==== Excerpt provided ====

Kenya has begun rolling out long-acting injectable HIV prevention medication to the public, a significant expansion of the country's prevention toolkit that comes as sexual health workers report alarming increases in sexually transmitted diseases among Generation Z Kenyans who never witnessed the devastating AIDS crisis of previous decades.
The injectable pre-exposure prophylaxis (PrEP), administered twice yearly, offers a more convenient alternative to daily oral pills and could dramatically improve prevention adherence among young adults. But health workers say the program's success depends on addressing a deeper problem: a generation that simply doesn't understand how serious HIV and other STDs can be.
The Generational Knowledge Gap
"Majority Gen Z and almost all born 2000+ are clueless about how devastating AIDS can be to a human body," wrote one Kenyan health advocate on social media, highlighting a public health challenge that numbers alone don't capture. "Y'all have never seen the gory pics that were fed to previous generations when HIV/AIDS was at its peak."
That knowledge gap has consequences. Sexual health workers across Kenya report rising rates of gonorrhea, syphilis, and herpes among young adults who assume that if someone "looks healthy," they're safe. Testing before sex remains rare, and condom use has declined among demographics that came of age after antiretroviral drugs made HIV a manageable chronic condition rather than a death sentence.
Dr. Catherine Muthoni, a sexual health researcher at Kenyatta University, told Nation Media that "we're seeing the unintended consequence of our own success in treating HIV. The fear that drove safe sex practices in the 1990s and 2000s is gone, but we haven't replaced it with comprehensive sexual health education."
The Injectable Solution
The government's injectable PrEP program, available to Kenyans aged 16 and above at subsidized cost, represents the latest phase in the country's HIV prevention evolution. Kenya has long been a regional leader in health innovation—the same mobile technology infrastructure that enabled M-Pesa also powers HIV testing networks and treatment adherence tracking.

==== Available data ====

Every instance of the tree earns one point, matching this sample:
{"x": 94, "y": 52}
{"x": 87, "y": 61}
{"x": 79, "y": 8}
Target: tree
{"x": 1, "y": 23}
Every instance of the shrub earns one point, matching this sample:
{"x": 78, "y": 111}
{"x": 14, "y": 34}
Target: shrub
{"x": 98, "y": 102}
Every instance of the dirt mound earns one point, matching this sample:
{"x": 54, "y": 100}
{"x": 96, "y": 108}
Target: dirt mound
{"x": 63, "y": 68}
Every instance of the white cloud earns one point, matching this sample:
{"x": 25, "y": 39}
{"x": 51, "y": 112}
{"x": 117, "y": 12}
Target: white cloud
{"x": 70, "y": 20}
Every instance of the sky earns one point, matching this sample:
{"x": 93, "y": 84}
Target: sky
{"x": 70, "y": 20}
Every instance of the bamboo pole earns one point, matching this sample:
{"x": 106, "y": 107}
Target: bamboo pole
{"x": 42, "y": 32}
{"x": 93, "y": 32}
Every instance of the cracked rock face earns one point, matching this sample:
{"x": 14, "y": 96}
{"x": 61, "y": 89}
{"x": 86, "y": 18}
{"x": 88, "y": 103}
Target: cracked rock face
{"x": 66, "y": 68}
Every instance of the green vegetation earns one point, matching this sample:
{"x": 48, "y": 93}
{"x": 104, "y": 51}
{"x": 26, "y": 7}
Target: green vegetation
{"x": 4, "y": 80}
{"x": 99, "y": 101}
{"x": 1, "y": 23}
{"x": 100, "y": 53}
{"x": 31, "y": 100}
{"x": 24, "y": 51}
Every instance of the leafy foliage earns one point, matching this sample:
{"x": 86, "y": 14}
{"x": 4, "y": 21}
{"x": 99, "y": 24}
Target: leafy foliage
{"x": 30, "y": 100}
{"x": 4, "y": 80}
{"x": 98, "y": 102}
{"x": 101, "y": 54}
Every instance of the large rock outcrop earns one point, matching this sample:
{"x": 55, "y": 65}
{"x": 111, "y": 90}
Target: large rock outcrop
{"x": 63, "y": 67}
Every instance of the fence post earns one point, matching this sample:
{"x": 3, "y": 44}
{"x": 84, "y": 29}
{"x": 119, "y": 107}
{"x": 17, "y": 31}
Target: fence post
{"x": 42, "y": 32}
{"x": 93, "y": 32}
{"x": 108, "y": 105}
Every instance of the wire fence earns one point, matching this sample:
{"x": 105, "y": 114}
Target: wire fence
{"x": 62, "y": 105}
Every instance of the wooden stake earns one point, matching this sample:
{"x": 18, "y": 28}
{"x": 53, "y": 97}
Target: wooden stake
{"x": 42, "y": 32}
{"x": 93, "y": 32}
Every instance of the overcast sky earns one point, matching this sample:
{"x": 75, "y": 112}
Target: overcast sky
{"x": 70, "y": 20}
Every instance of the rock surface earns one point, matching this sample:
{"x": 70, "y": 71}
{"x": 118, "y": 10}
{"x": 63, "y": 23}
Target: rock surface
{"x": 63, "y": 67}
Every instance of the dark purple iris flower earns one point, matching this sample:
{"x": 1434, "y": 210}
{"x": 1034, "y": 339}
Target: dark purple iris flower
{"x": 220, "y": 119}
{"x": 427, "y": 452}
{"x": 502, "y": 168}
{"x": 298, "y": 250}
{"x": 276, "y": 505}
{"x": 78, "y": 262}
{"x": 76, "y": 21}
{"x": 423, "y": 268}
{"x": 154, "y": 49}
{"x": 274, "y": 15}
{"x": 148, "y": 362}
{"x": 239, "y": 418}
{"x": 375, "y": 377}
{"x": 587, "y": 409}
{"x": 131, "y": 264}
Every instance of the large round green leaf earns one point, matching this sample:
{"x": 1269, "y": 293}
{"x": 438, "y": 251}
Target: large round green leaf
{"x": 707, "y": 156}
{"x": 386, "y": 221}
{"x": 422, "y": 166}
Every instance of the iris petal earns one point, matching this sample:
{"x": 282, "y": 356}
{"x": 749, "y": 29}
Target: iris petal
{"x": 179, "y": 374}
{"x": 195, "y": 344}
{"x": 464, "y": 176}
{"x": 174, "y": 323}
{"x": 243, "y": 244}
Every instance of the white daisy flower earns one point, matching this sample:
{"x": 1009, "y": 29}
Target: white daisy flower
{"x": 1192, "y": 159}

====

# [Aim of the exercise]
Could you reproduce, word for word, the entire article on Kenya's rollout of injectable HIV prevention medication?

# [Reply to the exercise]
Kenya has begun rolling out long-acting injectable HIV prevention medication to the public, a significant expansion of the country's prevention toolkit that comes as sexual health workers report alarming increases in sexually transmitted diseases among Generation Z Kenyans who never witnessed the devastating AIDS crisis of previous decades.
The injectable pre-exposure prophylaxis (PrEP), administered twice yearly, offers a more convenient alternative to daily oral pills and could dramatically improve prevention adherence among young adults. But health workers say the program's success depends on addressing a deeper problem: a generation that simply doesn't understand how serious HIV and other STDs can be.
The Generational Knowledge Gap
"Majority Gen Z and almost all born 2000+ are clueless about how devastating AIDS can be to a human body," wrote one Kenyan health advocate on social media, highlighting a public health challenge that numbers alone don't capture. "Y'all have never seen the gory pics that were fed to previous generations when HIV/AIDS was at its peak."
That knowledge gap has consequences. Sexual health workers across Kenya report rising rates of gonorrhea, syphilis, and herpes among young adults who assume that if someone "looks healthy," they're safe. Testing before sex remains rare, and condom use has declined among demographics that came of age after antiretroviral drugs made HIV a manageable chronic condition rather than a death sentence.
Dr. Catherine Muthoni, a sexual health researcher at Kenyatta University, told Nation Media that "we're seeing the unintended consequence of our own success in treating HIV. The fear that drove safe sex practices in the 1990s and 2000s is gone, but we haven't replaced it with comprehensive sexual health education."
The Injectable Solution
The government's injectable PrEP program, available to Kenyans aged 16 and above at subsidized cost, represents the latest phase in the country's HIV prevention evolution. Kenya has long been a regional leader in health innovation—the same mobile technology infrastructure that enabled M-Pesa also powers HIV testing networks and treatment adherence tracking.